■ Problem requirements: Reproduce the lines below word for word, omitting the pictures.

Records
┄┄┄┄┄┄

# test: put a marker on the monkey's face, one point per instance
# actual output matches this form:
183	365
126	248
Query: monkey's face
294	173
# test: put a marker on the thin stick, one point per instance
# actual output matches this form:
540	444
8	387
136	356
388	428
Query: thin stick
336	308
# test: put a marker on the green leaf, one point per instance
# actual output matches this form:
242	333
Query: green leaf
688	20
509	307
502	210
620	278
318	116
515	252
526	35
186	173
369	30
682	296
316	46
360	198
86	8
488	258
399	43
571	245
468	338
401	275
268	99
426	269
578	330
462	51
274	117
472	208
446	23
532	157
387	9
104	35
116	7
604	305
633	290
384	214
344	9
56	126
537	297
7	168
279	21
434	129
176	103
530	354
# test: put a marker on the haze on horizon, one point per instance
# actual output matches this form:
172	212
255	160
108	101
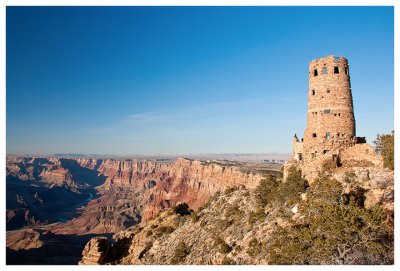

┄┄┄┄┄┄

■ Solution for this exercise:
# test: put a marker on the monkey's face, one point per instance
# actual output matches this form:
183	365
126	248
Query: monkey's face
294	173
# test: put a marker on the thin stick, one point per instance
# actual output matches this form:
540	444
8	387
136	356
388	428
Query: thin stick
336	308
# test: put a marker on the green leaf, one point per instance
# actual output matches this form:
242	333
Query: green leaf
688	20
509	307
502	210
620	278
318	116
515	252
526	35
186	173
369	30
682	296
316	46
360	198
86	8
488	258
399	43
571	245
468	338
401	275
268	99
426	269
578	330
462	51
274	117
472	208
446	23
532	157
387	9
104	35
116	7
604	305
633	290
384	214
344	9
56	126
537	297
7	168
279	21
434	129
176	103
530	354
# test: put a marker on the haze on horizon, one point per instance
# actual output matches this form:
172	212
255	160
108	101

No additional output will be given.